Mail Archives: cygwin/2001/02/27/19:40:58
Hi, Chris, :)
> On Tue, Feb 27, 2001 at 02:25:55PM -0800, Jason Tiller wrote:
On Tue, 27 Feb 2001, Christopher Faylor wrote:
> >Per the instructions on http://www.cygwin.com/contrib.html, here is
> >the patch and ChangeLog entry for my minor changes to allow the
> >user to configure the right-side <alt> key (AltGr) to generate
> >Meta-prefixed characters as opposed to high-bit characters. This
> >is accomplished by a new CYGWIN environment variable option:
> >'right_alt_meta'. With this specified, AltGr generates Meta. The
> >default case or with 'noright_alt_meta' specified is to ignore
> >AltGr in the console handler.
> Actually, I have no problems with having both ALT keys generate a
> meta. I would rather not add to the plethora of CYGWIN options if
> we can help it.

* Supplied entries:
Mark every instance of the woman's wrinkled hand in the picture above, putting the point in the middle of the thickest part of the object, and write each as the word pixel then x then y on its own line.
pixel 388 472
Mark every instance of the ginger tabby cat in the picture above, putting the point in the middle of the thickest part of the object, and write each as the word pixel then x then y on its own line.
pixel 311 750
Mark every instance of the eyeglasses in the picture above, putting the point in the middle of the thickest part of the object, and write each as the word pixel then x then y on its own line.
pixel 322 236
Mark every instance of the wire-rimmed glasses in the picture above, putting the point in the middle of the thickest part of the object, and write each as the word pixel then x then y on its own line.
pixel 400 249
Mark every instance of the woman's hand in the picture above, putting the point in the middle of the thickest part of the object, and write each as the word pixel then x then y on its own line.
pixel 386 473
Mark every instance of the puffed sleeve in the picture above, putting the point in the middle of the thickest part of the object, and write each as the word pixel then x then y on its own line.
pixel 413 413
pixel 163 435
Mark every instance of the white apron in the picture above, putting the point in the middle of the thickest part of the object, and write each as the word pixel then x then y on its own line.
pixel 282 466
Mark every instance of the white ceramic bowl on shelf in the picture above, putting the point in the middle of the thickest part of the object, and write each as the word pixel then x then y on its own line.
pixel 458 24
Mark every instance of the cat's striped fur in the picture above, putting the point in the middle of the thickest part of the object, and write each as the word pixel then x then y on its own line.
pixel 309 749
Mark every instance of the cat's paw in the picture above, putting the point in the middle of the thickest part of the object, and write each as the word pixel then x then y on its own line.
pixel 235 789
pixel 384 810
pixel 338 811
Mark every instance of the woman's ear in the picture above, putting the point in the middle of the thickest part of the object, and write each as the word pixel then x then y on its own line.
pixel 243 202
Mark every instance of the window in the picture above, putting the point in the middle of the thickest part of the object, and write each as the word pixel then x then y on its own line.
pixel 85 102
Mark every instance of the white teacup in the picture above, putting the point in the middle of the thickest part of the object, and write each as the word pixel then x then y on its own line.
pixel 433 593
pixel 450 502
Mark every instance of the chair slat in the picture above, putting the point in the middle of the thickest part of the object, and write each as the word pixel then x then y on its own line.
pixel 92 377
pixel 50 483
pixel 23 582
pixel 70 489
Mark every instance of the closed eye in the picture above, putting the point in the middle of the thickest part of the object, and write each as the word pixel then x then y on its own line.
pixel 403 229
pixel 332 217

* Set tasks:
(1) Name every person the mailing-list message mentions by name, in the form each name takes there.
(2) For each statement, say whether it agrees with the mailing-list message, and quote the words from the message that decide it.
(a) With the new option specified, AltGr generates Meta.
(b) Jason Tiller's quoted message is dated on a Tuesday.
(c) The quoted reply welcomes more CYGWIN options.
(3) Copy the mailing-list message from "Mail Archives: cygwin/2001/02/27/19:40:58" to "the console handler.", word for word.

* Answer list:
(1)
Chris
Jason Tiller
Christopher Faylor

(2)
(a) Yes: "With this specified, AltGr generates Meta."
(b) Yes: "On Tue, Feb 27, 2001 at 02:25:55PM -0800, Jason Tiller wrote:"
(c) No: "I would rather not add to the plethora of CYGWIN options"

(3)
Mail Archives: cygwin/2001/02/27/19:40:58
Hi, Chris, :)
> On Tue, Feb 27, 2001 at 02:25:55PM -0800, Jason Tiller wrote:
On Tue, 27 Feb 2001, Christopher Faylor wrote:
> >Per the instructions on http://www.cygwin.com/contrib.html, here is
> >the patch and ChangeLog entry for my minor changes to allow the
> >user to configure the right-side <alt> key (AltGr) to generate
> >Meta-prefixed characters as opposed to high-bit characters. This
> >is accomplished by a new CYGWIN environment variable option:
> >'right_alt_meta'. With this specified, AltGr generates Meta. The
> >default case or with 'noright_alt_meta' specified is to ignore
> >AltGr in the console handler.